**Brief**
The response should consist of the listing, repeated word for word.

● ● ●

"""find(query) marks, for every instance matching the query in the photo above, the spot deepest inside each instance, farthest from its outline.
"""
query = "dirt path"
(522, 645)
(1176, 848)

● ● ●

**Task response**
"""find(query) marks, for every instance matching the query in the photo above, the spot deepest inside each instance, farthest from its outline.
"""
query = "dirt path"
(522, 645)
(1176, 848)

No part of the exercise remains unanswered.